### Source passage
▼▼▼

Good fucking god. This is the one lawsuit that my girlfriend told me about over the trip we just had that made me want to look and see if there actually is any truth to it and I found all this but still. THIS IS ABSOLUTELY HORRID! Like, if I told you all those other lawsuits were a piece of shit the size of my hand being thrown into a fan and hitting the American public directly after, we'd need an industrial sized fan like on rooftops of buildings to cool entire skyscrapers to contain even a quarter of the amount of excrement that would be heaved using a catapult 4X the size of my house to represent the size of absolute idiocy involved in this lawsuit. Comparatively. This doesn't even sound real but you want to know something, I can't deny its existence. I think it's a crime to pay to someone a number of dollars they can't possibly even count to when they pull something of this magnitude. This goes beyond the whole "hot coffee being added to McDonald's cups", the reason this entire list of nominees was made. This is in a class by itself, engulfing all trivial lawsuits that win and shitting them out and then eating them again. I'm ashamed to call myself American if the courts of this country will allow things like this to win. And if there was a jury on this case, SOMEONE help us all because there is no such thing as God at that point and if there was he would have hung himself at the shock that he could have created something so fucking useless and idiotic. That's like 7 figures to someone who believes that stopping in the next rest stop or EVEN PULLING OVER AND MAKING YOURSELF A CUP OF COFFEE is a stupid idea and instead opts for letting this ENORMOUS vehicle drive itself at 70 miles an hour. As far as I can tell, that's speeding in no matter what state you're in, except maybe Montana, where I think there are 90 MPH stretches. But still, to have to be told in a fucking manual, something I don't think anyone even reads when they buy a car unles something wrong keeps happening to the car, not to let it drive itself into oblivion is like telling people "Hey, here's a brochure all about not walking off this cliff. Read all about it." And that alone makes my trust in ALL OF YOU MOTHERFUCKERS that much less. I now will drive with 5 inch thick armor and fully functioning warheads attached to my car when I leave the house so that you can't hurt me. It's called a Tank.

▲▲▲

### Exercise brief
Please carry the rant about the lawsuit forward from its last sentence.

### Listed records
▼▼▼

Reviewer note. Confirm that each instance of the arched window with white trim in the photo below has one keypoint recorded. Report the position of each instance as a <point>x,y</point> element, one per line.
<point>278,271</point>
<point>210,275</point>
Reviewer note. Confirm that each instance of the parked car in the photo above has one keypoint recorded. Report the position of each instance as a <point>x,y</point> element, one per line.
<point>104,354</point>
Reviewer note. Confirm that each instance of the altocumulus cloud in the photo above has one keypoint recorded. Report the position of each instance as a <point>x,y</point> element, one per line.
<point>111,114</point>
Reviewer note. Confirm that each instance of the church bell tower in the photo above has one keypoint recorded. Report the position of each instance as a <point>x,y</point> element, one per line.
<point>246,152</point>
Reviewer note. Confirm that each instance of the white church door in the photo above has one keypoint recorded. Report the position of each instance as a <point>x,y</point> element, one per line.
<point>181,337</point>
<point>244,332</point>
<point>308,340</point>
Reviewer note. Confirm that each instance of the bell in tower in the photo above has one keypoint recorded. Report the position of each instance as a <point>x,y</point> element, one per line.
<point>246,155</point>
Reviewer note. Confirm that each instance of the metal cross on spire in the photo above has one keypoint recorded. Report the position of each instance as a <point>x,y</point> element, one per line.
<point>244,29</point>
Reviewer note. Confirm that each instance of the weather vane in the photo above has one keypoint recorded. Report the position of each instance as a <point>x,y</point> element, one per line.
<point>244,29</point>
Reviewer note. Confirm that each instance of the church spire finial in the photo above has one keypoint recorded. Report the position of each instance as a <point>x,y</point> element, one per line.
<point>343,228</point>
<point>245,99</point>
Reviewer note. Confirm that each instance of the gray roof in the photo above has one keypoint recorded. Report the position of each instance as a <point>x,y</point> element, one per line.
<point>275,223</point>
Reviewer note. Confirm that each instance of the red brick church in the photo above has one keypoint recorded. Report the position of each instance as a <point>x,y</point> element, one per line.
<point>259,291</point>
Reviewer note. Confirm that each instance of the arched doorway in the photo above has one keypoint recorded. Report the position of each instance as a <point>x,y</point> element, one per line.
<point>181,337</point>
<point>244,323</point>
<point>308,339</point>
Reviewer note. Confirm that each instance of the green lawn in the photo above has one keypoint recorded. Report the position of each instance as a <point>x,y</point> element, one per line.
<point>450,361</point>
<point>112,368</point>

▲▲▲

### Answer to the exercise
I got all this information from http://lists.samurai.com/pipermail/bryans-list/2002-December.txt, so I don't know how reputible each of these are. But consider this: if even one, ONE, of these is true, both of those lawyers, win or lose, got paid and a JURY found in favor of each of these people. A JURY! THAT'S A BUNCH OF US CITIZENS! That is everyday you and me being told by someone that an idiot who will get out of their seat going 70 in a Winnebago to make themselves coffee is not at fault for his actions but rather, the company who allowed his stupidity to harm him is. WE NEED HELP FROM OURSELVES!

So if people can't even make everyday decisions for themselves properly without the government stepping in, what hope do any of us have of true freedom in the coming years? If you look into all the legislation being hastily shot past our eyes, a shifty trick being disguised to us as "laws to help homeland security" or other shit, you'll notice that the America we're so proud of and want to export to Afghanistan or Iraq or any other country we choose (I'm thinking of Iran and Korea off the top of my head; I'm sure there are spots we don't even know are being held hostage by America because the news isn't allowed to say such things) is slowly eating itself alive. We're becoming fanatical, greedy, money grubbing, one-sided, one-partied radicals, who push their beliefs on any country we wish, while our own country is falling into shambles and our rich keep all and the poor, which is almost everyone, are kept at bay by the rules set forth by the rich in the name of the poor for the good of the country.

Sounds almost exactly like the country we left to start this one up.

Looks like round 2 of Imperialism hasalready begun without our noticing.